WHAT THE EXERCISE ASKS:
Scan the listing for the word "colored" and report every line that contains it.

### GIVEN ENTRIES ###

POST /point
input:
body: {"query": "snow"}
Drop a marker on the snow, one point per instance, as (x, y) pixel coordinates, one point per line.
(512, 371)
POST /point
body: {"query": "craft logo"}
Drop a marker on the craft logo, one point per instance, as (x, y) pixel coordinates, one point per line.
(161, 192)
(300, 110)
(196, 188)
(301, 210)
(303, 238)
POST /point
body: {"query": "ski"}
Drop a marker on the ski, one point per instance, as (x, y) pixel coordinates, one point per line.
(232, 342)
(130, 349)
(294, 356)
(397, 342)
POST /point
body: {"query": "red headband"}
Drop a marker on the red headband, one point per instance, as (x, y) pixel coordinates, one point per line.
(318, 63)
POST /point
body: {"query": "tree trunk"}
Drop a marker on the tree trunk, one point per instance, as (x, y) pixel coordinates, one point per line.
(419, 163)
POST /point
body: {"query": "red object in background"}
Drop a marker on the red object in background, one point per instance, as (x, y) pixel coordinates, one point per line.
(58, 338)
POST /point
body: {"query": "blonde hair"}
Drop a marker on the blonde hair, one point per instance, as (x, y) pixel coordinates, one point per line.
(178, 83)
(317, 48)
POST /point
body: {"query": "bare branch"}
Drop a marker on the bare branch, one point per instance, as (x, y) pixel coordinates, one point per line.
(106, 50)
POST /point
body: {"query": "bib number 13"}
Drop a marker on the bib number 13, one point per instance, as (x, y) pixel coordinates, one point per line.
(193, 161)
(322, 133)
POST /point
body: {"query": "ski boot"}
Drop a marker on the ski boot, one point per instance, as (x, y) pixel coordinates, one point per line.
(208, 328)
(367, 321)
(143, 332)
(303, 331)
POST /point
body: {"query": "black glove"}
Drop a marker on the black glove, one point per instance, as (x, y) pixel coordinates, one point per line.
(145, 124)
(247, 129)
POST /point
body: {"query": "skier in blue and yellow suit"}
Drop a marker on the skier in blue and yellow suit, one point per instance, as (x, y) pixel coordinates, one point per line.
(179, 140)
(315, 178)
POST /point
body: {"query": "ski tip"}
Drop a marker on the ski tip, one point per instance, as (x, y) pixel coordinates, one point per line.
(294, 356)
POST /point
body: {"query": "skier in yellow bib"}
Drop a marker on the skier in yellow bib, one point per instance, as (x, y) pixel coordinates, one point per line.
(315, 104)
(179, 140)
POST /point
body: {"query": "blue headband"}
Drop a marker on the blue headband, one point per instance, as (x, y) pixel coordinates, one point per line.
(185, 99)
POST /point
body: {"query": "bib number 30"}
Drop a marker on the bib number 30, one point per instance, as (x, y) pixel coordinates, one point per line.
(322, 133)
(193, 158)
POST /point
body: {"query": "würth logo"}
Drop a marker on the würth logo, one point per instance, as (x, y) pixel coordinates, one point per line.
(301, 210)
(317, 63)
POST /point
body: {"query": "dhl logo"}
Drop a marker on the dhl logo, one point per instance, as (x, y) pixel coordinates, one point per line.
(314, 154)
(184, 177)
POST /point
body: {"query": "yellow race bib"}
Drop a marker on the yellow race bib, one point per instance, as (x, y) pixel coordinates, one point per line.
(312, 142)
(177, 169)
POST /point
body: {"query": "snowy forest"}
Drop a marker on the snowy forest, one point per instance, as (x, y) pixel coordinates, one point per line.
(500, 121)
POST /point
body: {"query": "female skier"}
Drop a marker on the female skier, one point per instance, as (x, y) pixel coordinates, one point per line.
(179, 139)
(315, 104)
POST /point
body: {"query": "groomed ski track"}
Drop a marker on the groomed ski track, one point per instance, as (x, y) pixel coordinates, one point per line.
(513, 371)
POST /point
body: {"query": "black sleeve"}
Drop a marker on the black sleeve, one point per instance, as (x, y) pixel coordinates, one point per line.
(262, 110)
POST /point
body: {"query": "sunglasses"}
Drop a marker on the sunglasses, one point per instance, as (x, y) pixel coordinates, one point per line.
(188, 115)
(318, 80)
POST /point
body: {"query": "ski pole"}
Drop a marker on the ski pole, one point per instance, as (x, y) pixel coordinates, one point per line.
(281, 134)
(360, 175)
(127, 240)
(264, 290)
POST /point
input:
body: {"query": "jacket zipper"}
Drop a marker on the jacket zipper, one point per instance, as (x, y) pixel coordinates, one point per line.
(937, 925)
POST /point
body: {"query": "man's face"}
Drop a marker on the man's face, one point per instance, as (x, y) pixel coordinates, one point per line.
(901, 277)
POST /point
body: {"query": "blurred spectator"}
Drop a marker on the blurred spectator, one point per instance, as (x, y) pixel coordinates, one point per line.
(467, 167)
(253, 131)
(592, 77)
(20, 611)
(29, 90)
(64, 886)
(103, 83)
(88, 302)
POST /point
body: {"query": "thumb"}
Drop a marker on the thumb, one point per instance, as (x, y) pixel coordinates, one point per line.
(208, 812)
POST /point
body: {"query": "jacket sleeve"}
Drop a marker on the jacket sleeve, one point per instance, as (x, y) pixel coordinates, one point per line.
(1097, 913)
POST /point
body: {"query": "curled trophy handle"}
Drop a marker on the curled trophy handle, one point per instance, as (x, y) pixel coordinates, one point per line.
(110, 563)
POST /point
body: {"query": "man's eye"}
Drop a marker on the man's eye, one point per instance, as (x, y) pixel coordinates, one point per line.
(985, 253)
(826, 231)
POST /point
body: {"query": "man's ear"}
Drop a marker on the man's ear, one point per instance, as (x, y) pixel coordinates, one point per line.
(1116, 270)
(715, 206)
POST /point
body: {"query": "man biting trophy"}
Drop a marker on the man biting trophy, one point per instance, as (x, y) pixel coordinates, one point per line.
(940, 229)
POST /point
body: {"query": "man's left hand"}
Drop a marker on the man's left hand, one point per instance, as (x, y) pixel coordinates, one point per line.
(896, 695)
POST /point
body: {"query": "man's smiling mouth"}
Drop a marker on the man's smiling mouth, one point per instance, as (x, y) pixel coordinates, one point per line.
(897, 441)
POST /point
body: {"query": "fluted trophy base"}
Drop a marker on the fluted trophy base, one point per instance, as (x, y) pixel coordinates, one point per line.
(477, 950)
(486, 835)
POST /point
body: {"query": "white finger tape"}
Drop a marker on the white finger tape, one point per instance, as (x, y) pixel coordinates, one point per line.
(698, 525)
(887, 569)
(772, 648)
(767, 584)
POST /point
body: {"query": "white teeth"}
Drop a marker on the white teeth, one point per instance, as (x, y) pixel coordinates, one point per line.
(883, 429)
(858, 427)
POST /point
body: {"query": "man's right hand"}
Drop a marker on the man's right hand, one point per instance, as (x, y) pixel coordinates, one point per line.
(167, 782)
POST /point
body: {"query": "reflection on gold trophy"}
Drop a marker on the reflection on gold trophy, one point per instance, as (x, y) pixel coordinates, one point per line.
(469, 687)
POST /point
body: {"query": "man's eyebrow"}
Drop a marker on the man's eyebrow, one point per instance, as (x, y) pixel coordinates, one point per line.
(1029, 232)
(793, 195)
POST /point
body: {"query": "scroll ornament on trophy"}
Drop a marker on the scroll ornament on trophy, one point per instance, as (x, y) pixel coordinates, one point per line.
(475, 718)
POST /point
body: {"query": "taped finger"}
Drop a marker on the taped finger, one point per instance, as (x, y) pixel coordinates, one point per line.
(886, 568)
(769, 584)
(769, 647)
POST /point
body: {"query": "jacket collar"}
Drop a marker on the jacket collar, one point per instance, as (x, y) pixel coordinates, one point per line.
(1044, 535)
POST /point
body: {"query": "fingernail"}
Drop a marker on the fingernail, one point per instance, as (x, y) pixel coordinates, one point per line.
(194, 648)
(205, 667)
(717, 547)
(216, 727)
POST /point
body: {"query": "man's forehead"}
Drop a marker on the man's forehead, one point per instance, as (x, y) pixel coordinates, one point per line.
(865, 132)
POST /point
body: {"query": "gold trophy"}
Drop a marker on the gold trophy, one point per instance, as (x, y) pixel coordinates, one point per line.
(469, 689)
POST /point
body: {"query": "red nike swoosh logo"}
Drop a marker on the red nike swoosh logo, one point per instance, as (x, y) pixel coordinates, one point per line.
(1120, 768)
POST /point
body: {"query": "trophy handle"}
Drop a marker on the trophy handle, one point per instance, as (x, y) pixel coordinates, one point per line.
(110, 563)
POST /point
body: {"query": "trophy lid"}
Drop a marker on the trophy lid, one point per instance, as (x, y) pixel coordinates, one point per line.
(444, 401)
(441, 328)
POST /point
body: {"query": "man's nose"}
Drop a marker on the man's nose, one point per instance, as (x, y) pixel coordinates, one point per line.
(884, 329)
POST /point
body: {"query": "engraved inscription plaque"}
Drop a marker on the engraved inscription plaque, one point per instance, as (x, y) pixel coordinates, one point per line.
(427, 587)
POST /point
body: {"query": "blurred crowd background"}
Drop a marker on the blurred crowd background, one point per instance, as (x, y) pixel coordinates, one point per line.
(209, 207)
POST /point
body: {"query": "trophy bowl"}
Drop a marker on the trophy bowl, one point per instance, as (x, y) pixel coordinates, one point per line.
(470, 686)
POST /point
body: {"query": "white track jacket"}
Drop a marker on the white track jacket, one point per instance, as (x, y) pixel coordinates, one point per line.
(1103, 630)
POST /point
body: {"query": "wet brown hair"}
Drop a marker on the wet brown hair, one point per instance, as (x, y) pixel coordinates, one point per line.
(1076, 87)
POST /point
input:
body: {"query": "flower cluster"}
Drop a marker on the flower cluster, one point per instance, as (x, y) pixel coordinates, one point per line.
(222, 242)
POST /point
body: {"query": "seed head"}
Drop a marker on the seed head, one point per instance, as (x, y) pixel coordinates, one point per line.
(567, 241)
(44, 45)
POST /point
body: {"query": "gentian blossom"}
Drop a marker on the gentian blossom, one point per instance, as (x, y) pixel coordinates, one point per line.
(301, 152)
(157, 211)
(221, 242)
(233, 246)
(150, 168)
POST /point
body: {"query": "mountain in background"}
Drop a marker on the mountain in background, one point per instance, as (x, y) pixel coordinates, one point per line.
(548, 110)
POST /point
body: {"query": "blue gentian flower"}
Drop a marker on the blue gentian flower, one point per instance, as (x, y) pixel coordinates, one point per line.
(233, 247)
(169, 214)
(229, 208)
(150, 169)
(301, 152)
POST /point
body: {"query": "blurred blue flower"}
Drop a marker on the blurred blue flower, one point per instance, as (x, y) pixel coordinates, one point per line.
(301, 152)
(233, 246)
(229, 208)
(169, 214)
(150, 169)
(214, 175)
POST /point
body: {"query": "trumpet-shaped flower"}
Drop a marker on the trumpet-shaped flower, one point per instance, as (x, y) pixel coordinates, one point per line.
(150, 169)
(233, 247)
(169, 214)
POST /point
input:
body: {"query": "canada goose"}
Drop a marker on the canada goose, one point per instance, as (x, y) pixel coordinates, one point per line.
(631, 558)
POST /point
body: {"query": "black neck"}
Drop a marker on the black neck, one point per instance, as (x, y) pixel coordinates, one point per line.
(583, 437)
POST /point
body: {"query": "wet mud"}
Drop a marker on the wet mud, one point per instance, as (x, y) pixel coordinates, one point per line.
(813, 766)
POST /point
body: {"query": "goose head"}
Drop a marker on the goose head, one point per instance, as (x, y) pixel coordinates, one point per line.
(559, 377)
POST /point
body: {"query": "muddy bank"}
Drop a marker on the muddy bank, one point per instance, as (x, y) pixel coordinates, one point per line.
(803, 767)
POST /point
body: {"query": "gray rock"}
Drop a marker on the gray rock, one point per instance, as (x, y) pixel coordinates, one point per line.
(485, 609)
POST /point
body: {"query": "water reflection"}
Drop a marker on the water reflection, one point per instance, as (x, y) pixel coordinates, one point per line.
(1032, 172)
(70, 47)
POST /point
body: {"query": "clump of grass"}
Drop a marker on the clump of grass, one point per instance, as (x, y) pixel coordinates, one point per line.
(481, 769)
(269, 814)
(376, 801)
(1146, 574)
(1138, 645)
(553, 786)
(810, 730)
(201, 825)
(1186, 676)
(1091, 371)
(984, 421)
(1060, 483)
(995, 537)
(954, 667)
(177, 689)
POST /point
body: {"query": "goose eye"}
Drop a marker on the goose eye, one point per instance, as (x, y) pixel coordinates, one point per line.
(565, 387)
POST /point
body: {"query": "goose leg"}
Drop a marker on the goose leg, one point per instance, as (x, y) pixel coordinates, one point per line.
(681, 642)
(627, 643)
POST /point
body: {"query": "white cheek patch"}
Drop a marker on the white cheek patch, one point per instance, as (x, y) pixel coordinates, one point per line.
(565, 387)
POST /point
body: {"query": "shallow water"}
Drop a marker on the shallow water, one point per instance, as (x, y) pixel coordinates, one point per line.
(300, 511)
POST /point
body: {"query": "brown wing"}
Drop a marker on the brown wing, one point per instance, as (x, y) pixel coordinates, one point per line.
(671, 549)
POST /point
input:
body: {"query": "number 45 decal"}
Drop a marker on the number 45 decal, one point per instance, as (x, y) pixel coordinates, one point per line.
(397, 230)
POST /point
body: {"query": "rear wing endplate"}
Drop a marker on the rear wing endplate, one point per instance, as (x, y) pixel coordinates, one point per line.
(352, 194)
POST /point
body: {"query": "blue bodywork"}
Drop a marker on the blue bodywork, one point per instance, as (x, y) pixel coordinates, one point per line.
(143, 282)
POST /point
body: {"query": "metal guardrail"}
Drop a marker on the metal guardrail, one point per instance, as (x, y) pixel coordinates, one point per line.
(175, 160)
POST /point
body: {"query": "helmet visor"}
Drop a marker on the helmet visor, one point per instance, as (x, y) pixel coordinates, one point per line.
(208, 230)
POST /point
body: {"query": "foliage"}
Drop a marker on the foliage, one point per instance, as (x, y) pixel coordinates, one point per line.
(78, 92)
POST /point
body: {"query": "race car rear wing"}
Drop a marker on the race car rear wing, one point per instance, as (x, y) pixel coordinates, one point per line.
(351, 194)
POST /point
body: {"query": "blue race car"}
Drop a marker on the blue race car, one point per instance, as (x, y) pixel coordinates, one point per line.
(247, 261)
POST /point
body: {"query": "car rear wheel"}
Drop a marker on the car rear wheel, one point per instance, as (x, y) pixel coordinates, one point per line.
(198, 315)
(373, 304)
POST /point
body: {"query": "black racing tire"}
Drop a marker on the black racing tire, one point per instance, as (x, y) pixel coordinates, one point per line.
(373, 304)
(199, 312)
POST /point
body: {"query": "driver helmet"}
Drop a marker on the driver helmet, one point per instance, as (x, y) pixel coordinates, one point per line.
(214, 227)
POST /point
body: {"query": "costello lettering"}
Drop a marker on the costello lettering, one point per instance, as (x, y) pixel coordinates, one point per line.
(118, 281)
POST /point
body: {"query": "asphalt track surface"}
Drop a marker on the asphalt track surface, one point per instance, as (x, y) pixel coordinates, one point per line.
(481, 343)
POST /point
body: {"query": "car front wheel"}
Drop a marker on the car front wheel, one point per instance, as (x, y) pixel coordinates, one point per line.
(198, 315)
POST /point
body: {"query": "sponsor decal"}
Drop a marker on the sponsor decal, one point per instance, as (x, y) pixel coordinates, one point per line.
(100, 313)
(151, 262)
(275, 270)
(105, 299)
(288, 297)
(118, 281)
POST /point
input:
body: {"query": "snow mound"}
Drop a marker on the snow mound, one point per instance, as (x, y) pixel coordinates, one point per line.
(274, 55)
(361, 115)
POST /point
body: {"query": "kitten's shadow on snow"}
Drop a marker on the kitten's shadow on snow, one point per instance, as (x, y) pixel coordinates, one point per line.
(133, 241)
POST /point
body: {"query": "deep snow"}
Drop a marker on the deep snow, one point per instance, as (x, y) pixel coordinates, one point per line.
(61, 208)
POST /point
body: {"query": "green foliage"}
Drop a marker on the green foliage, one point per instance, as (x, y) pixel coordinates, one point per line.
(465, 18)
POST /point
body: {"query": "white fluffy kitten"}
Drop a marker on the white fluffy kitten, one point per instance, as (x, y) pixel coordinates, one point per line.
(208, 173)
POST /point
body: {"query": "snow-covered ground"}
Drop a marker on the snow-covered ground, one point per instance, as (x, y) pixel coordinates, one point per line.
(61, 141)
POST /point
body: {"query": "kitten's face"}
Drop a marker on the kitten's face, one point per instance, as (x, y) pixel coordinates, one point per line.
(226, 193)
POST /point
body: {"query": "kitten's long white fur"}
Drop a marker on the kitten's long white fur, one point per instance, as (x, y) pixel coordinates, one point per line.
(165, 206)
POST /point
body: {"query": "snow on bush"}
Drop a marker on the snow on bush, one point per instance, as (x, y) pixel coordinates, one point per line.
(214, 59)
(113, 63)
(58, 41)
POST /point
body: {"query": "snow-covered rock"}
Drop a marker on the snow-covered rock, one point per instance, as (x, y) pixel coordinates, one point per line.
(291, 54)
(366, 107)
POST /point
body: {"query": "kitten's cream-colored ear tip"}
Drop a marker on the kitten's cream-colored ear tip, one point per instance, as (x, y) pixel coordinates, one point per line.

###

RESULT BELOW:
body: {"query": "kitten's cream-colored ear tip"}
Drop a marker on the kitten's cream-colored ear tip, one point per instance, as (x, y) pixel coordinates, one point per line.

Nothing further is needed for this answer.